> **PROMPT**
Collect every line of the records that contains the string "construction", matching case exactly.

> **DATA SUPPLIED**
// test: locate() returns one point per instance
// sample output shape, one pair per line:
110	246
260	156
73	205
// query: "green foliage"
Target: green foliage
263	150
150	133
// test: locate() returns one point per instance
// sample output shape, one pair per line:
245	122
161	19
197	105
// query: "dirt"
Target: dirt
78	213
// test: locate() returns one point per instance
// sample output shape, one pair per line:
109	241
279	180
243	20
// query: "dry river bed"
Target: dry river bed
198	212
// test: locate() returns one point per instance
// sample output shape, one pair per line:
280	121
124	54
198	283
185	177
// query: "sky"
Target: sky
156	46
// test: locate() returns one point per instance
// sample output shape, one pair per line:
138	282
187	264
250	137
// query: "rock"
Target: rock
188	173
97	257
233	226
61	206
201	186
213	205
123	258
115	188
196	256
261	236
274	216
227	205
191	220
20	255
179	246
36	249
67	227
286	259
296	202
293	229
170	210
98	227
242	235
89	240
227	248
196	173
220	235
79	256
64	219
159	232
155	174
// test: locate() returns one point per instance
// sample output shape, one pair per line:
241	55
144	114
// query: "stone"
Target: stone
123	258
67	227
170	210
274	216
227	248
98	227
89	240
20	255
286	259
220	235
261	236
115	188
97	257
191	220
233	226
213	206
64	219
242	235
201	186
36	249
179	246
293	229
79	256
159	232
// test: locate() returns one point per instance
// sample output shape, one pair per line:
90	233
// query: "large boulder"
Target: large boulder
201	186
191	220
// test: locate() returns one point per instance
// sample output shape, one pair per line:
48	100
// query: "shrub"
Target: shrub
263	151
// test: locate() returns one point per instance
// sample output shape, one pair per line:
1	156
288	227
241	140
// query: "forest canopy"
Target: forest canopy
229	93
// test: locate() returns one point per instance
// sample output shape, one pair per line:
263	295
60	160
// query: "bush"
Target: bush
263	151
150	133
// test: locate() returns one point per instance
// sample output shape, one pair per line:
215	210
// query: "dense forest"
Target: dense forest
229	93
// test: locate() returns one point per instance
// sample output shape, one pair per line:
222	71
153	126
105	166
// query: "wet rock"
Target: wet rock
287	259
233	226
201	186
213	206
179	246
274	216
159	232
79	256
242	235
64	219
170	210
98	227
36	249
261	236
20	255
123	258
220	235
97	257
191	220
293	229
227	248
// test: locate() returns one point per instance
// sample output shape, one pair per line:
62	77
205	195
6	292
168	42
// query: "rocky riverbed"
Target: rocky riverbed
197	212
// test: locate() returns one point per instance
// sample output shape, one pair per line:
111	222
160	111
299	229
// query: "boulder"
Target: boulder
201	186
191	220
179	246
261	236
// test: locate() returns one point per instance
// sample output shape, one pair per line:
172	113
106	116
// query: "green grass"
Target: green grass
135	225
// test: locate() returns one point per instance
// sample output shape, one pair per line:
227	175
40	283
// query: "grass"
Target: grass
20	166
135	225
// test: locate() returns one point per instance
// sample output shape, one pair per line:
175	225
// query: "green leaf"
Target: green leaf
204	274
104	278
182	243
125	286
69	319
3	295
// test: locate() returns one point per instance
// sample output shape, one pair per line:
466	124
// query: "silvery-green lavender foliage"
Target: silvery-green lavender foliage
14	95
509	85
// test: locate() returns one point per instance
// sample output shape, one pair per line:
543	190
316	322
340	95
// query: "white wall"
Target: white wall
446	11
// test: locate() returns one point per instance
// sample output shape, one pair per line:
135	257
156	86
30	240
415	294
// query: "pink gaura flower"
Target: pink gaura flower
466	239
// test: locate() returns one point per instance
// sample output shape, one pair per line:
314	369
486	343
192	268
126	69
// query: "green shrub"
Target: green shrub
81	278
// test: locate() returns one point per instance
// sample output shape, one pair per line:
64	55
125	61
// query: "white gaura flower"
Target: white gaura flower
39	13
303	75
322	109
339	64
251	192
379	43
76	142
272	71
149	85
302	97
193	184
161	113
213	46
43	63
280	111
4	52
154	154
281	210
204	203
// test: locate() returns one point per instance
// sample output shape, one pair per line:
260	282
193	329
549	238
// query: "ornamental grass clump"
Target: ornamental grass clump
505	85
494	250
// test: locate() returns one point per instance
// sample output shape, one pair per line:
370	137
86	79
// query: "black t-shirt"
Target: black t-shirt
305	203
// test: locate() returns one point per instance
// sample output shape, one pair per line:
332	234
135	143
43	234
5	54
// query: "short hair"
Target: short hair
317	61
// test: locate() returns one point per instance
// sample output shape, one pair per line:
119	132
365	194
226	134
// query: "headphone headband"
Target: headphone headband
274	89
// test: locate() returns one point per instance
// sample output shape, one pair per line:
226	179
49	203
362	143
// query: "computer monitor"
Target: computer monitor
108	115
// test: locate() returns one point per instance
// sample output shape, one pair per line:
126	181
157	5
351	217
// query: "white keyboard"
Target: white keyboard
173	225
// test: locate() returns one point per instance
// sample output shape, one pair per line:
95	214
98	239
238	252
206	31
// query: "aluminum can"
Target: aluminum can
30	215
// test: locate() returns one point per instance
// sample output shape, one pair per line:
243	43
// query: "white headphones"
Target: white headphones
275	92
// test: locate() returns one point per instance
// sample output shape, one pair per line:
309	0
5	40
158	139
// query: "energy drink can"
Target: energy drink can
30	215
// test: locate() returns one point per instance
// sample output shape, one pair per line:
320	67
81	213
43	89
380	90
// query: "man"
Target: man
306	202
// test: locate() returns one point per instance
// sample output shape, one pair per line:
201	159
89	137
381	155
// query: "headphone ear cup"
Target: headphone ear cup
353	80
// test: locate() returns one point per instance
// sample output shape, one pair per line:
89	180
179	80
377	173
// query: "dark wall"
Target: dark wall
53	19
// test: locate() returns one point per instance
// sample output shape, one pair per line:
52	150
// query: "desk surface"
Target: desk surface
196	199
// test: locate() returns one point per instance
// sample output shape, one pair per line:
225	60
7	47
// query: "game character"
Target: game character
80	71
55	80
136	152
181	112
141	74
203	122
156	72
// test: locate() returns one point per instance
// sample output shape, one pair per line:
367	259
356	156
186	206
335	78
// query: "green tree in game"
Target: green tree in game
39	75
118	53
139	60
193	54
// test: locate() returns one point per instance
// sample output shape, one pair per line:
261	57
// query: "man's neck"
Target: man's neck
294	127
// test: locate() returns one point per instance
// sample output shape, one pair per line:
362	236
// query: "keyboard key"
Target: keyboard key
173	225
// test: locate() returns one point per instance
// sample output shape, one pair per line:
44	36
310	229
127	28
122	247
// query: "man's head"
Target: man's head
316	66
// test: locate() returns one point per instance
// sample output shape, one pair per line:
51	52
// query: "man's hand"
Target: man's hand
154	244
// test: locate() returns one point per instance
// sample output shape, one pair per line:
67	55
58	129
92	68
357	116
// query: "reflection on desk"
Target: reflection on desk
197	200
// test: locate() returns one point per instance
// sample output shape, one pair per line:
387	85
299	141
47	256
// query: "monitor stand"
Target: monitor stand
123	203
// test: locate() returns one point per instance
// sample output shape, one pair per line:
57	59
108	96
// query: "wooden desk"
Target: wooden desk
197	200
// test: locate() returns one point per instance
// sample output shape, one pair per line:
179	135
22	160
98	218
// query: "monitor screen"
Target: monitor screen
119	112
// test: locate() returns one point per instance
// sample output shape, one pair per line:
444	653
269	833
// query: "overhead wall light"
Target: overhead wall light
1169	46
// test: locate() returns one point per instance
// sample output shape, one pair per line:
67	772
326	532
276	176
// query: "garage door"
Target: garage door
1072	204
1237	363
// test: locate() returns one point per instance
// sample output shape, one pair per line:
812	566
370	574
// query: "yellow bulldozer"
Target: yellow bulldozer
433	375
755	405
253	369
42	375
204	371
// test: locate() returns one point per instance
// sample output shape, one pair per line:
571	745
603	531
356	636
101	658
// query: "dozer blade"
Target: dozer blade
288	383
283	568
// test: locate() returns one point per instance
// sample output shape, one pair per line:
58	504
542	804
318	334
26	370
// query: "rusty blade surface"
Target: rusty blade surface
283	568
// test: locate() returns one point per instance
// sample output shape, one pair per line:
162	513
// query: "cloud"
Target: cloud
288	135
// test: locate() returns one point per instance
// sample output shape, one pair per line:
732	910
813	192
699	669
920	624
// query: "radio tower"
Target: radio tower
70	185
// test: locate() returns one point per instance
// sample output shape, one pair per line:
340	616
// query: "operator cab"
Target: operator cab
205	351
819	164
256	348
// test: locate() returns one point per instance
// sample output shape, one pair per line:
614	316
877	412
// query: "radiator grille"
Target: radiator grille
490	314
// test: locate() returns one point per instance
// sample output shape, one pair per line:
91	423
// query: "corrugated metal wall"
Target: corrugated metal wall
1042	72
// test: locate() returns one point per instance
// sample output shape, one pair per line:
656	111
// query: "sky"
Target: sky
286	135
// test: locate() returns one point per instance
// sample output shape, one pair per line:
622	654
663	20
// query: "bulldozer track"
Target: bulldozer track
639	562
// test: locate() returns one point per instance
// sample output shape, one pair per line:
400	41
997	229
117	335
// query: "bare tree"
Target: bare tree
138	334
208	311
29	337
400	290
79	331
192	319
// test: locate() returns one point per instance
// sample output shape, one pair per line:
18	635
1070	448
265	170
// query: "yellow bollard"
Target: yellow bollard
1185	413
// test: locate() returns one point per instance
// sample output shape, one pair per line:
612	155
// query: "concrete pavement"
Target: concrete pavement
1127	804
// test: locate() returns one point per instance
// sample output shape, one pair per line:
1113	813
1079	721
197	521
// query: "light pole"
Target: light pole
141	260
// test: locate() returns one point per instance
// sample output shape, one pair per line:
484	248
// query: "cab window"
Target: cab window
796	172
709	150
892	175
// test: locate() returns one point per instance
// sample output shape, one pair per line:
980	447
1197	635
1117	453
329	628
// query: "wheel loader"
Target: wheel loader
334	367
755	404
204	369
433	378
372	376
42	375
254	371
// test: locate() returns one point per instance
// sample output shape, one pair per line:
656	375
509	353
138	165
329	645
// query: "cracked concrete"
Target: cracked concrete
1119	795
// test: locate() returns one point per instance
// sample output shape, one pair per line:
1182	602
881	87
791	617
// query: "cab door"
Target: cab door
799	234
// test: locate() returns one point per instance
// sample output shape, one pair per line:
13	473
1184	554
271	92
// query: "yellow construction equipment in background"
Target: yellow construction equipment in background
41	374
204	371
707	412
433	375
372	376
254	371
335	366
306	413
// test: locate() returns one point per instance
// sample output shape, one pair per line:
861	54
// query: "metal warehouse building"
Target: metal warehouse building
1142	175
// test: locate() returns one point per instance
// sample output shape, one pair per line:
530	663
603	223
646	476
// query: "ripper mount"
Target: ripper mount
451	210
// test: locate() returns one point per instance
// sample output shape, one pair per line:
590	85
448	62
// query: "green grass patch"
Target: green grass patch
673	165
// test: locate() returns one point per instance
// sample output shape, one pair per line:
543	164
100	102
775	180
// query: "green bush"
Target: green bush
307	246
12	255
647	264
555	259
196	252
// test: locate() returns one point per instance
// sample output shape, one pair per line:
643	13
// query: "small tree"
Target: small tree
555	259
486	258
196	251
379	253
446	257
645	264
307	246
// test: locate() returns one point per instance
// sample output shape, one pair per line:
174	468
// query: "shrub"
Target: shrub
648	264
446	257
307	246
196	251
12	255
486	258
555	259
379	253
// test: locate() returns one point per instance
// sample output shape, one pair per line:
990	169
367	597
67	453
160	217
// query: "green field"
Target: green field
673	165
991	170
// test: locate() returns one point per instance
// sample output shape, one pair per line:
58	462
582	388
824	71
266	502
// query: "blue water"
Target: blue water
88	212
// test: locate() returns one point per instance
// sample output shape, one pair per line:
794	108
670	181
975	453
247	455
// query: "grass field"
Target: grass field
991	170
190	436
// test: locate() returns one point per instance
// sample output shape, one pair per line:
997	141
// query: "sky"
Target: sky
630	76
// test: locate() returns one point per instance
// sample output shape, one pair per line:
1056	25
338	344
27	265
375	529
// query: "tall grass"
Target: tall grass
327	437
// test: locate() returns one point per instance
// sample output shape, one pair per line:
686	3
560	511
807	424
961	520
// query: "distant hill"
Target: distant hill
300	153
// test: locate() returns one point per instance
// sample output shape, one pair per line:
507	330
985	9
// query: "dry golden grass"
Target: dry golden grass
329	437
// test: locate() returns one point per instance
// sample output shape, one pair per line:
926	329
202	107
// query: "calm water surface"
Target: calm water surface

> **FULL RESPONSE**
// query: "yellow construction equipment in background"
Target: yellow construction equipment in background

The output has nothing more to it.